+++ Data provided +++

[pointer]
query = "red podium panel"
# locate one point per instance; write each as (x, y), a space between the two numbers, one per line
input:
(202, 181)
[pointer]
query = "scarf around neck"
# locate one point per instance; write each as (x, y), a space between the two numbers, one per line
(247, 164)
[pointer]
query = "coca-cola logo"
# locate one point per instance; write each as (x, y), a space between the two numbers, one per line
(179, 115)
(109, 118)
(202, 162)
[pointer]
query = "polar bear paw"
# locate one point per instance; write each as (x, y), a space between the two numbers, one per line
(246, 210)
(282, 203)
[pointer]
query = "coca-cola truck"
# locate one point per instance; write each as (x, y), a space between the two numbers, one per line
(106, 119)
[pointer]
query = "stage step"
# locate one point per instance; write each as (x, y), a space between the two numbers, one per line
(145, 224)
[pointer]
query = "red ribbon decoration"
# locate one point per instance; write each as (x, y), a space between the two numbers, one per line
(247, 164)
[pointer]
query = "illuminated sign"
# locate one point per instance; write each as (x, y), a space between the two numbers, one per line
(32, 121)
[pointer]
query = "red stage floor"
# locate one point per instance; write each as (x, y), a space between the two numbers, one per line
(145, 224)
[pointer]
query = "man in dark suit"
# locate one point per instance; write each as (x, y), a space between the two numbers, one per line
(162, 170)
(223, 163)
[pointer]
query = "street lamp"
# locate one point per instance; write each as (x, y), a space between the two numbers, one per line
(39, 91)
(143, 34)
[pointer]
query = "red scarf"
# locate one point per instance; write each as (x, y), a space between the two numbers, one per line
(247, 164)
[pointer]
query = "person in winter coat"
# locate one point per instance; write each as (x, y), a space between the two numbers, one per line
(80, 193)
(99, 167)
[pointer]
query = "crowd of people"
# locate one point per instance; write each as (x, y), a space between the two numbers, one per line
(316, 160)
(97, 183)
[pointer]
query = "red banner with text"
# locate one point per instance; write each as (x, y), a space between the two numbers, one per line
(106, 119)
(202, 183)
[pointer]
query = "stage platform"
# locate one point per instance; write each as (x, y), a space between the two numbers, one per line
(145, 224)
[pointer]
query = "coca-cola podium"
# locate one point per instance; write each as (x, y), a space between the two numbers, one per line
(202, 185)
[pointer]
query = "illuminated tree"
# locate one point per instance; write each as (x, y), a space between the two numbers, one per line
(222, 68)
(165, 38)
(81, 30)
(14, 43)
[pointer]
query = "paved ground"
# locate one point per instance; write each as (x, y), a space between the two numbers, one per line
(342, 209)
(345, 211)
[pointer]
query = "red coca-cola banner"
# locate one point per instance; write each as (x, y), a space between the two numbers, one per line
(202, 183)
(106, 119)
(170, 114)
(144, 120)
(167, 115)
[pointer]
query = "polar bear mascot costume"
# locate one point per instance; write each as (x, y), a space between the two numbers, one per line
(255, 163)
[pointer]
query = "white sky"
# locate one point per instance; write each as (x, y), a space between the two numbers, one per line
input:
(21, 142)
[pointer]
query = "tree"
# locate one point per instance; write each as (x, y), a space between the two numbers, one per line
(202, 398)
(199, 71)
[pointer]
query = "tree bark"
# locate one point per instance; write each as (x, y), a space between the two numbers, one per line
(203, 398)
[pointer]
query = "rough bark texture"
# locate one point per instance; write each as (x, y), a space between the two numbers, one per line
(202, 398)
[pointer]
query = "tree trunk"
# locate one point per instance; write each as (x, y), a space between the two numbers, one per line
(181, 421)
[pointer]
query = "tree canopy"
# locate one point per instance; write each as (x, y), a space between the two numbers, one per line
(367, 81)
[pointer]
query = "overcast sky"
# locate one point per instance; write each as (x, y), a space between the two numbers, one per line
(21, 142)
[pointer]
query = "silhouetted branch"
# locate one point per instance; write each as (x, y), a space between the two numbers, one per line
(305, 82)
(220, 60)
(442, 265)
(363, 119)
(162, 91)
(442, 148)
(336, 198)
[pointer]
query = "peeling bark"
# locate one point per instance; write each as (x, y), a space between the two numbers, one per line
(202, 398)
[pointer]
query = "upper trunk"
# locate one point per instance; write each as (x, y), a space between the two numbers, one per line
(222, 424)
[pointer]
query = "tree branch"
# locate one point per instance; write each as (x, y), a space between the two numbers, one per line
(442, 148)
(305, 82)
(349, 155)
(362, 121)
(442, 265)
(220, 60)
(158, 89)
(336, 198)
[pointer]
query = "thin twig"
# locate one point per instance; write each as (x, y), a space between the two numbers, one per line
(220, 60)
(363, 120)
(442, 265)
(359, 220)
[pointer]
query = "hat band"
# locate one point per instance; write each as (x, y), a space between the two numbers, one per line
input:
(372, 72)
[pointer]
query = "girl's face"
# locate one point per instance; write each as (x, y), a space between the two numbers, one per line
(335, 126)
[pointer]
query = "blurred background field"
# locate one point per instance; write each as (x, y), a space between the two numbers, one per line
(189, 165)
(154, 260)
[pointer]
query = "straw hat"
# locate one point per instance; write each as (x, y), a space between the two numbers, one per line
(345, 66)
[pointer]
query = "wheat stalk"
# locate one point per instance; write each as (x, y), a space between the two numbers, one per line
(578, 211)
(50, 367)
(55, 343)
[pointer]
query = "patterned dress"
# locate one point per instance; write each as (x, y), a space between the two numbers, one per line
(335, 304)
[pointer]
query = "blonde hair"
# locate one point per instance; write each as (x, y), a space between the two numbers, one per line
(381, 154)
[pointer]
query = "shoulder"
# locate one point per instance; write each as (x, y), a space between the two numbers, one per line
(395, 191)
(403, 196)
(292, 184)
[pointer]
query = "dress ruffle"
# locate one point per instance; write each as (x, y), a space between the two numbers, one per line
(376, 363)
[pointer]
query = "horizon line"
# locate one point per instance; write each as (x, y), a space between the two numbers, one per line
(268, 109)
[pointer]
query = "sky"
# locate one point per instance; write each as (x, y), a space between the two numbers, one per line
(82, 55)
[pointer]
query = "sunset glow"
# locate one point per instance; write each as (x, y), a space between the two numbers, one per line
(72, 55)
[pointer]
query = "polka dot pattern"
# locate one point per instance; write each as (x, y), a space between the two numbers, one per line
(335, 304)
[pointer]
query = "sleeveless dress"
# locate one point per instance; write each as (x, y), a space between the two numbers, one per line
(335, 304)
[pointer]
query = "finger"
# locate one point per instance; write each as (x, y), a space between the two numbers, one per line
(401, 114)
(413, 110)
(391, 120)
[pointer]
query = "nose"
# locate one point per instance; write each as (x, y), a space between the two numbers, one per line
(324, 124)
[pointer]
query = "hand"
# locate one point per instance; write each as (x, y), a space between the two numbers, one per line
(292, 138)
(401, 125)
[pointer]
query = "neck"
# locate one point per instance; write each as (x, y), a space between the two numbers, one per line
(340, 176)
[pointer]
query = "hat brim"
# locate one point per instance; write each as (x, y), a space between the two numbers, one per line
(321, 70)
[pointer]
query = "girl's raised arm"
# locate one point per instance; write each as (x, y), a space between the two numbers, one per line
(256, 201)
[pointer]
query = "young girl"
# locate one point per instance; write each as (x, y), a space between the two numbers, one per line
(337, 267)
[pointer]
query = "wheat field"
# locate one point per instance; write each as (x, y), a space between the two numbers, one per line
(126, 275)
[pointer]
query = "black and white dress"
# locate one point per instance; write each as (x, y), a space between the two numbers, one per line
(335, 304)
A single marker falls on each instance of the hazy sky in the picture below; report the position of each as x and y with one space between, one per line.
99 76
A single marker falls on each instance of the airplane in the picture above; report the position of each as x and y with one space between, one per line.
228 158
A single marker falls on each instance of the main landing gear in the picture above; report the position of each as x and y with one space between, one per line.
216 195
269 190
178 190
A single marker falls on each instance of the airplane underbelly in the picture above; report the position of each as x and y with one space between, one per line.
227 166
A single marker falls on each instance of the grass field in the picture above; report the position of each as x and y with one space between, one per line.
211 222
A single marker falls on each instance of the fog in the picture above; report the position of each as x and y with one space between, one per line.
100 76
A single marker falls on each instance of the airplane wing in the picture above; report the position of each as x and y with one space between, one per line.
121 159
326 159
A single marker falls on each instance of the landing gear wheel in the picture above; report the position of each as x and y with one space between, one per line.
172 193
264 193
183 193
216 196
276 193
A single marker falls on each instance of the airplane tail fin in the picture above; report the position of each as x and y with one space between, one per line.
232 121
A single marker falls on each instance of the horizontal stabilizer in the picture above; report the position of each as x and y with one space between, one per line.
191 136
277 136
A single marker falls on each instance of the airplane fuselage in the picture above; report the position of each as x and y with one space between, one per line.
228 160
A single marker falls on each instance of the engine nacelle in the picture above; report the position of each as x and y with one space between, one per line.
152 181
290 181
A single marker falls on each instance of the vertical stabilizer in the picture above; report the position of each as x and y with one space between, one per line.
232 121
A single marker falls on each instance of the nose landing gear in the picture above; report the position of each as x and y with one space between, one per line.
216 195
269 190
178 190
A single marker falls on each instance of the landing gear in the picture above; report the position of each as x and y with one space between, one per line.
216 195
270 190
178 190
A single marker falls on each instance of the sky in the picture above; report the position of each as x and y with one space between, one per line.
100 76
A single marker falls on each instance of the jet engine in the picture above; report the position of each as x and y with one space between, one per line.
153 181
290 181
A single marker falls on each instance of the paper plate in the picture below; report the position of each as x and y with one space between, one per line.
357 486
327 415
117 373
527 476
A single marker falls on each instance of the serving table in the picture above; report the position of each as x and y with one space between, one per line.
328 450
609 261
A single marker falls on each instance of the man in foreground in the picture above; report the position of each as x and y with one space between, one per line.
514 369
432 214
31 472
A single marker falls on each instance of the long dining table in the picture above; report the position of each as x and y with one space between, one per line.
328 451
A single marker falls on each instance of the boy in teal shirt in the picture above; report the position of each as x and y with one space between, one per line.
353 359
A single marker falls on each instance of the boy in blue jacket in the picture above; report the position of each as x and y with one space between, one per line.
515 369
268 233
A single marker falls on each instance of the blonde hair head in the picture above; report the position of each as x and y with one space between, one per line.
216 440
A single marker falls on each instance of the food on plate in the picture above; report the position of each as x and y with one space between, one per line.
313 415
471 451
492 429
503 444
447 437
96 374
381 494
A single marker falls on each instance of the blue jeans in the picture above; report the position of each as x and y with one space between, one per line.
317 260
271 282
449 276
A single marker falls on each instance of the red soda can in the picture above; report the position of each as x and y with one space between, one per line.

+++

Description of the task: What lines above hold the word "banner"? List them all.

Written response:
query = "red banner with text"
query = "red coca-cola banner"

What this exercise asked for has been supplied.